> **Exercise goal**: Write out the listing below without alteration, omitting its pictures.

start Records provided

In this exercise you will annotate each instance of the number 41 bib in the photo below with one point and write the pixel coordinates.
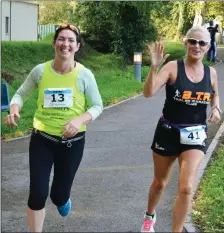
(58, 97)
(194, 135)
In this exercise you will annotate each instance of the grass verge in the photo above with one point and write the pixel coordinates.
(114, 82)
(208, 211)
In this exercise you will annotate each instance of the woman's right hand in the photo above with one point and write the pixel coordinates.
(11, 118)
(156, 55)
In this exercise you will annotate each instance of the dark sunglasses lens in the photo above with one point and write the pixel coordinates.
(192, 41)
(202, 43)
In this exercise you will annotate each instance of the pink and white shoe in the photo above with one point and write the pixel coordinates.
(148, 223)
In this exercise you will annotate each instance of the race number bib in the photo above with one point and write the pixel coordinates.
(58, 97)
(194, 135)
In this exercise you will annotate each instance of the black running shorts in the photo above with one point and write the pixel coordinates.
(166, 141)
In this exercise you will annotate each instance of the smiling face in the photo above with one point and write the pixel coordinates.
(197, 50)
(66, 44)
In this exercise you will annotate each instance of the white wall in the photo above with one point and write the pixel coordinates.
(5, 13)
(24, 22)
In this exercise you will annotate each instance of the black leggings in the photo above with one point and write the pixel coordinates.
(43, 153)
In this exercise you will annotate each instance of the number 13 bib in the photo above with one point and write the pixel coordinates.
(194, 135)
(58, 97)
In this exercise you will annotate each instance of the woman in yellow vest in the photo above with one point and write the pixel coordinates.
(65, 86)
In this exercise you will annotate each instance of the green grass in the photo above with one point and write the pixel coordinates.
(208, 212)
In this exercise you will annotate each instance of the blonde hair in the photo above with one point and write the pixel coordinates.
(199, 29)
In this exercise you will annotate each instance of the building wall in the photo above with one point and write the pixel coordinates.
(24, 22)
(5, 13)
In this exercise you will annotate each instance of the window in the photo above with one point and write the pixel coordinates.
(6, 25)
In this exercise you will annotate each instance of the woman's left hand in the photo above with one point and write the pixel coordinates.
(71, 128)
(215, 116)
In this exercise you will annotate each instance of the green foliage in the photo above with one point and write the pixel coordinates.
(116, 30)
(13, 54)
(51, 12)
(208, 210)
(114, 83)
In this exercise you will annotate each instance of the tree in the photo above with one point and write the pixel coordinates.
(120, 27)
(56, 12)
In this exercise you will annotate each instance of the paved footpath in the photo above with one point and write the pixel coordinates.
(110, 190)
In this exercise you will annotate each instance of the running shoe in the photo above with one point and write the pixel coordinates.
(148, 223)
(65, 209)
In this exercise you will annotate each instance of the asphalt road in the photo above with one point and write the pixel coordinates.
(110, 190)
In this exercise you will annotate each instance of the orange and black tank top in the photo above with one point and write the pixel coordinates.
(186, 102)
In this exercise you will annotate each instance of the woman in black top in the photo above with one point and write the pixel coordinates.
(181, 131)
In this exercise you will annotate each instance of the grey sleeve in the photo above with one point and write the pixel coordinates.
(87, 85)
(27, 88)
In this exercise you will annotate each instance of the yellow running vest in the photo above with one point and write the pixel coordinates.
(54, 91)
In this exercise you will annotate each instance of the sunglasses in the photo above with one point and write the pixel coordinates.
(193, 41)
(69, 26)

end Records provided

> **Solved exercise**:
In this exercise you will annotate each instance of the number 41 bib in the photo below with one point and write the pixel coordinates.
(58, 97)
(194, 135)
In this exercise you will annotate each instance of the grass verge in the photo above with one point and write the pixel coordinates.
(114, 82)
(208, 211)
In this exercise you will annotate each instance of the woman's right hand in the photo above with one point and write the pixel coordinates.
(11, 118)
(156, 55)
In this exercise you will annotate each instance of the dark sunglasses lens in the photo above with one point and write the pixel coordinates.
(192, 41)
(202, 43)
In this exercise you will annotate each instance of the pink and white shoe in the photo above with one point and write the pixel coordinates.
(148, 223)
In this exercise you will annotate each instance of the race number bib in the photo above with one point and write the pixel coordinates.
(58, 97)
(194, 135)
In this exercise you will annotate each instance of the black running shorts in the photo above with one point and write the pixel coordinates.
(166, 141)
In this exercise you will annotate each instance of the smiling face in the photo above with one point and write the pixel coordinates.
(197, 50)
(66, 44)
In this exercise you will annotate each instance of the white wall in the photo above with one point and write the pixel coordinates.
(5, 13)
(24, 22)
In this exercise you will annotate each instance of the black leggings in the photo above with one point and write the pixel coordinates.
(43, 153)
In this exercise you will annotate each instance of the number 13 bib in the photo above with one point and write the pixel coordinates.
(194, 135)
(58, 97)
In this exercise you will annotate each instance of the woman in yellow vest in the photo above with one point and write the pixel coordinates.
(65, 86)
In this exercise you will annotate each instance of the green grass in the photo above with one point and write the pixel coordinates.
(208, 212)
In this exercise you will annotate each instance of the blonde hair in the photo above with one point and write the pixel coordinates.
(199, 29)
In this exercise you will annotate each instance of the building wall in the photo above with one point and write the pixel coordinates.
(24, 22)
(5, 13)
In this exercise you will annotate each instance of the window in the photo above with one point and write the pixel coordinates.
(6, 25)
In this exercise you will annotate each instance of the woman's left hand in the photo above with one point and write the pixel coordinates.
(71, 128)
(215, 116)
In this exercise you will annotate each instance of the green foliage in the photo above with one point and write the pixel coordinates.
(116, 30)
(13, 54)
(51, 12)
(208, 210)
(114, 83)
In this exercise you will annotate each instance of the tree in the photo above with one point and write the pixel coordinates.
(120, 27)
(56, 12)
In this exercise you will annotate each instance of the paved footpath in the photo above with one point and write the pixel coordinates.
(110, 190)
In this exercise you will annotate each instance of the running shoe in the photo above with one point and write the pixel coordinates.
(148, 223)
(65, 209)
In this exercise you will annotate each instance of the asphalt road in the photo above with one point and write the pixel coordinates.
(110, 190)
In this exercise you will annotate each instance of the orange and black tank top in the photo above with one point and write the pixel coordinates.
(186, 102)
In this exercise you will annotate each instance of the woman in black top in the photo above with one point and write the pixel coordinates.
(181, 131)
In this exercise you will annotate each instance of the grey sleeve in the photo above with one point and write the pixel coordinates.
(87, 85)
(27, 88)
In this exercise you will annotate each instance of the yellow running vest in the photo above with one point and write the pixel coordinates.
(54, 91)
In this exercise you will annotate each instance of the sunglasses in the photo above with one point and write the pixel coordinates.
(193, 41)
(69, 26)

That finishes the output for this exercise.